*Exercise:* Rewrite everything from the line holding "mark the blue dress | one pin per instance." down to the end of the items, swapping "pin" for "dot" and changing nothing else. Give back only those lines.

——

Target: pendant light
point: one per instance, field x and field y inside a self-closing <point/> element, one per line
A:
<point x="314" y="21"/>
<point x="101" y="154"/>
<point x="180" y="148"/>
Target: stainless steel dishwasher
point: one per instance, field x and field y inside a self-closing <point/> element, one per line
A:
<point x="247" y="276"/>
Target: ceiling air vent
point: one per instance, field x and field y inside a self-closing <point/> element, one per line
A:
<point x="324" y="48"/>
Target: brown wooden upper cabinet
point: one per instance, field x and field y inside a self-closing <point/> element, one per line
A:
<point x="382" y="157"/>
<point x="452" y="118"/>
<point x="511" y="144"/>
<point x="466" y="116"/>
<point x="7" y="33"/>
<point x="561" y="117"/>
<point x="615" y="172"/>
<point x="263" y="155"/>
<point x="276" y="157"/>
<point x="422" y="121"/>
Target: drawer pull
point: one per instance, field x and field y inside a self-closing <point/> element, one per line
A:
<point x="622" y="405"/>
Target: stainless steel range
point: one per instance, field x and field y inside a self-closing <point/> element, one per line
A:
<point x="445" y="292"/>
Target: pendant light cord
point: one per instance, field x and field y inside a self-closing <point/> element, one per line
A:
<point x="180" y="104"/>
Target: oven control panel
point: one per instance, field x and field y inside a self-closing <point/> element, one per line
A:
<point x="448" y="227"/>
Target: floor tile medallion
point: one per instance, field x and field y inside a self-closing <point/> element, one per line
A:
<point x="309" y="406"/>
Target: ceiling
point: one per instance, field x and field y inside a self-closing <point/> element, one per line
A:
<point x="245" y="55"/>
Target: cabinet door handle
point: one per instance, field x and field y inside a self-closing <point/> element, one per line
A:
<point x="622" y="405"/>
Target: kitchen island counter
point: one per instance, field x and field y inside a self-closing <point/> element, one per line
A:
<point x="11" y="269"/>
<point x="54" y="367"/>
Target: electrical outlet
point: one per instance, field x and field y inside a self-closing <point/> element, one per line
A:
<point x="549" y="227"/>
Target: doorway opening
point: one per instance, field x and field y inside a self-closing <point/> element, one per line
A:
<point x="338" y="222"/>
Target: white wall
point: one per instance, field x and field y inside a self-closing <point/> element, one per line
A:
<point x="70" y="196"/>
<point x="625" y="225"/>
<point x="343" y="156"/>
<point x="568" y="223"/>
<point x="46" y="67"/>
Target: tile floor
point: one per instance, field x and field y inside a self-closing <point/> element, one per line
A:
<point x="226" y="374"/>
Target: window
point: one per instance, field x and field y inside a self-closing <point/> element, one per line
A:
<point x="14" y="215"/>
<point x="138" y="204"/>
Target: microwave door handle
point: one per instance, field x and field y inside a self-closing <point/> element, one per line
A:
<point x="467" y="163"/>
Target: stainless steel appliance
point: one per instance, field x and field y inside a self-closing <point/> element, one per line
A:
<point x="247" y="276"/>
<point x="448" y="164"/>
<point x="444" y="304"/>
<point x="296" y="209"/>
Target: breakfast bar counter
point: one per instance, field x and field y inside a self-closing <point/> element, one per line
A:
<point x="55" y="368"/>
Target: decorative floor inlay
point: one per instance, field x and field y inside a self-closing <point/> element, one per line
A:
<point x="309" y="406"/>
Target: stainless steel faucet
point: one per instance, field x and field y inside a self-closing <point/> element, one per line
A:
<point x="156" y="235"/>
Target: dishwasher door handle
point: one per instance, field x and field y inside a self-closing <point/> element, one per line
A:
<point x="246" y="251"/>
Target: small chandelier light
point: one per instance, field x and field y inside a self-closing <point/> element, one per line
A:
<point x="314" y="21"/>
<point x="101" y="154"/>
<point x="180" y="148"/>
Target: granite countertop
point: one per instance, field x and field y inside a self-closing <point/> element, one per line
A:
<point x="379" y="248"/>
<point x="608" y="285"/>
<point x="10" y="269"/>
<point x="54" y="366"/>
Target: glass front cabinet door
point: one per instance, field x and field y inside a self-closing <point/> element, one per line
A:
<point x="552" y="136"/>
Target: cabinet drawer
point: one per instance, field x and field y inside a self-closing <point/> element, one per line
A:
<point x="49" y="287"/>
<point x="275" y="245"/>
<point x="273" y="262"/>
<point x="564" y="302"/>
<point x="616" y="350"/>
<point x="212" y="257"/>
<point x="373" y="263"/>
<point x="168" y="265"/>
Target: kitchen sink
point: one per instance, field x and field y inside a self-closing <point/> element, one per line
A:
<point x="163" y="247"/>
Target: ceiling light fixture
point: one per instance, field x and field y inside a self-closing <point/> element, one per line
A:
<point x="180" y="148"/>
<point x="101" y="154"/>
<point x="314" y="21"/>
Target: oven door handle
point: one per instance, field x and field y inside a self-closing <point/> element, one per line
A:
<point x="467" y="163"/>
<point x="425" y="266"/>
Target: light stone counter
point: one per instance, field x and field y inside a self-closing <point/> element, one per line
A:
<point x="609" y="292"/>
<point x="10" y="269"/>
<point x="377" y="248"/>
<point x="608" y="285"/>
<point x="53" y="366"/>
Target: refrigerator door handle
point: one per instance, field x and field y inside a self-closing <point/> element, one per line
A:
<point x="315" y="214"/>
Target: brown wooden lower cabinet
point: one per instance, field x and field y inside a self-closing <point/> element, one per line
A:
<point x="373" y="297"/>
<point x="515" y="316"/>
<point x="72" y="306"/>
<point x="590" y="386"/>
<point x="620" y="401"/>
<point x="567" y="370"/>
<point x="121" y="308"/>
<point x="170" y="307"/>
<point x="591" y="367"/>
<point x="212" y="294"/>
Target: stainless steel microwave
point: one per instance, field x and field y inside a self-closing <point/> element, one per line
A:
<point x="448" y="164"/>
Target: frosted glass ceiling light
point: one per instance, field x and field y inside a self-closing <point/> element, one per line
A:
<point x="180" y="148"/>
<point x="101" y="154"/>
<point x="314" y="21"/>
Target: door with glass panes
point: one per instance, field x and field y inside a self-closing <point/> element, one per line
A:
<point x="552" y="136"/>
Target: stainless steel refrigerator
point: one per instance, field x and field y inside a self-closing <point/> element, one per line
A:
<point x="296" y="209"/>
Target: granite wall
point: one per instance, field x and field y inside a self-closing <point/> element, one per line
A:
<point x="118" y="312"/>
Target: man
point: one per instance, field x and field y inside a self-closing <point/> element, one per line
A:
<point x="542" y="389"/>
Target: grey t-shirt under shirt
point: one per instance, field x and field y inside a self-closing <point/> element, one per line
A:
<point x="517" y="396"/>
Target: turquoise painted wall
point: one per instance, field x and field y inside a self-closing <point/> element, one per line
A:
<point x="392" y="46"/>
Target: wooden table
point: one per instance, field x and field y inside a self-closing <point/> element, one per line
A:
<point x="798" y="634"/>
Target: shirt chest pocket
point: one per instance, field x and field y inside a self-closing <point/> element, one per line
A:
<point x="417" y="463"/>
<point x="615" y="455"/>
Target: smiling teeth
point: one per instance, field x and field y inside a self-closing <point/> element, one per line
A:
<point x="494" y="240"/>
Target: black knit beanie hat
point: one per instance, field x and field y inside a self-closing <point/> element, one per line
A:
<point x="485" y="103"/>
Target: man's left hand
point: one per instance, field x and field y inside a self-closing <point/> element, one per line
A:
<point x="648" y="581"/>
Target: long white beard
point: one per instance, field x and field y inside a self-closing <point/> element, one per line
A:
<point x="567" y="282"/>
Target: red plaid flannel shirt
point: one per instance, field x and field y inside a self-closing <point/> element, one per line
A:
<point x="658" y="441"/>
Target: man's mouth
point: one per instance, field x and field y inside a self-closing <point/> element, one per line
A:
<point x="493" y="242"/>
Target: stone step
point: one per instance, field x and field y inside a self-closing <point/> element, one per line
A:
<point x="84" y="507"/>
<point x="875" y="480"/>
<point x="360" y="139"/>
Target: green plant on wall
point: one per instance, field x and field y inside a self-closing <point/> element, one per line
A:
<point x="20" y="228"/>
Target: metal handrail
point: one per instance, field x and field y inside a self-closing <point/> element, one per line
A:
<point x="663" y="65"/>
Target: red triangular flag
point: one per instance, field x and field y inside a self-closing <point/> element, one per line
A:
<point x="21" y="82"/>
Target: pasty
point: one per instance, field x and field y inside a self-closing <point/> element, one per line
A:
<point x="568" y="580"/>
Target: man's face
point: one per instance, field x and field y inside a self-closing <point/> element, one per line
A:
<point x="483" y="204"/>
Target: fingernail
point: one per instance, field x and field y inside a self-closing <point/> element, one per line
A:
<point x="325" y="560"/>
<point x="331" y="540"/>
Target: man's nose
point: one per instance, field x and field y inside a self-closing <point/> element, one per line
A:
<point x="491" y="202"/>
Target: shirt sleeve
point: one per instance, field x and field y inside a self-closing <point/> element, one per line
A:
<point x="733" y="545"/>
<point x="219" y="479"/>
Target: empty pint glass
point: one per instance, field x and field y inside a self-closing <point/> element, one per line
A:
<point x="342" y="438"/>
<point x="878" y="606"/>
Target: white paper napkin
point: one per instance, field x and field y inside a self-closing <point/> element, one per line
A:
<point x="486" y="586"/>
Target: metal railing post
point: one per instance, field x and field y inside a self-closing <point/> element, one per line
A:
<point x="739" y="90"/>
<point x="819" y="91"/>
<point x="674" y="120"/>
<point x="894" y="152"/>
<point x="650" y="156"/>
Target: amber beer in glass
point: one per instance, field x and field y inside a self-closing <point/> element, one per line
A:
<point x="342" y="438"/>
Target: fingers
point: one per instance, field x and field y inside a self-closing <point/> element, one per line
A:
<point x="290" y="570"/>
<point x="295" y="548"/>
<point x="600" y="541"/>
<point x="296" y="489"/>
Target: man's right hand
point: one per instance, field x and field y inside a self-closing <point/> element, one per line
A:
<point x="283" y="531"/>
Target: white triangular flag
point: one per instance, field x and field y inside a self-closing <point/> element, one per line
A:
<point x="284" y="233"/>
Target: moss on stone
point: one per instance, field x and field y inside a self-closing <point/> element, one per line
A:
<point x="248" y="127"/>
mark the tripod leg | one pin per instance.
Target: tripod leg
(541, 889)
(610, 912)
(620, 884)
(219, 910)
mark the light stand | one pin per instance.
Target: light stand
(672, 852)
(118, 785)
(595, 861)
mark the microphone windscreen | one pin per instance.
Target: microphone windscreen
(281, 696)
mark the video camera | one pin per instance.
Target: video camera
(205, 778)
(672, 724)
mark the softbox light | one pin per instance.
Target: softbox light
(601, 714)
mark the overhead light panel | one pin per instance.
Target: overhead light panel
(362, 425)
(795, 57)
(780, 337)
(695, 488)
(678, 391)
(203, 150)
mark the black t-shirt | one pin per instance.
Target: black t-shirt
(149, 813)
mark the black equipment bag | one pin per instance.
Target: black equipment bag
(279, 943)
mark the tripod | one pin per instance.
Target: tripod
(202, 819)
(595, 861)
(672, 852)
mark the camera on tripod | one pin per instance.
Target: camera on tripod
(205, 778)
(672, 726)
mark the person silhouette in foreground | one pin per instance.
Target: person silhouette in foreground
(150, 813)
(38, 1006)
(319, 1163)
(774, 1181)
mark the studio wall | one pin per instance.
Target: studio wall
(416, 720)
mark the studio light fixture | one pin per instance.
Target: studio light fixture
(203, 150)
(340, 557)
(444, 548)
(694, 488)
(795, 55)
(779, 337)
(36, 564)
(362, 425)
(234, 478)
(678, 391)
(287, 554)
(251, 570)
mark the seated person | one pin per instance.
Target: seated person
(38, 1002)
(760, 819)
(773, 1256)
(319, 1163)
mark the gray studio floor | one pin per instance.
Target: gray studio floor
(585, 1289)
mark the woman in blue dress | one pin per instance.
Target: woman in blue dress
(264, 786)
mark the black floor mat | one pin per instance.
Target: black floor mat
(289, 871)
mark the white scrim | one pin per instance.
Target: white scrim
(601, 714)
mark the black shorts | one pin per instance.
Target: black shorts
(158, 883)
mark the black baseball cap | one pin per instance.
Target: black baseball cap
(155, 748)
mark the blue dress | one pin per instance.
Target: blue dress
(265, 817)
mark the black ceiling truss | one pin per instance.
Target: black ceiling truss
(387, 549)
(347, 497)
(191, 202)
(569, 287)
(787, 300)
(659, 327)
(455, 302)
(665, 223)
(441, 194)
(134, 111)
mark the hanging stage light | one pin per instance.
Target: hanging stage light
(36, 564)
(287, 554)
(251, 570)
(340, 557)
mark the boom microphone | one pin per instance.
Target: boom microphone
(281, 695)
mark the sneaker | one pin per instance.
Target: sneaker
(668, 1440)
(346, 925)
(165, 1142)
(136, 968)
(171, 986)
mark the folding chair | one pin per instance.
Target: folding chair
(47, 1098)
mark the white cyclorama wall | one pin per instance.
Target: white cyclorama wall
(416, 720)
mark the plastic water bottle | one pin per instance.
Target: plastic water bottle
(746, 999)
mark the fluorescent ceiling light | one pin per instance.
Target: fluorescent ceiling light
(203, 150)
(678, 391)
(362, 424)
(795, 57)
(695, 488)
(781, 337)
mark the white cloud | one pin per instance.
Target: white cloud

——

*Result:*
mark the blue dress | one dot per instance.
Target: blue dress
(265, 817)
mark the black ceiling truss | one dot per instance.
Target: black ceiling truss
(387, 549)
(347, 497)
(191, 202)
(569, 287)
(787, 300)
(659, 327)
(455, 302)
(665, 223)
(441, 194)
(134, 111)
mark the hanging stage light | one dot per instance.
Target: hanging stage light
(36, 564)
(287, 554)
(251, 570)
(340, 557)
mark the boom microphone | one dot per instance.
Target: boom microphone
(281, 695)
mark the sneaker | one dot per instance.
Target: sneaker
(668, 1440)
(346, 925)
(165, 1142)
(136, 968)
(171, 986)
mark the folding chair | one dot per instance.
Target: folding chair
(47, 1098)
mark the white cyclorama wall | one dot per instance.
Target: white cyclorama wall
(416, 720)
mark the plastic water bottle | one dot per instance.
Target: plastic water bottle
(746, 999)
mark the fluorescent ceiling light | one dot per instance.
Target: fluorescent ceiling light
(203, 150)
(678, 391)
(362, 424)
(795, 57)
(695, 488)
(781, 337)
mark the white cloud | one dot per instance.
Target: white cloud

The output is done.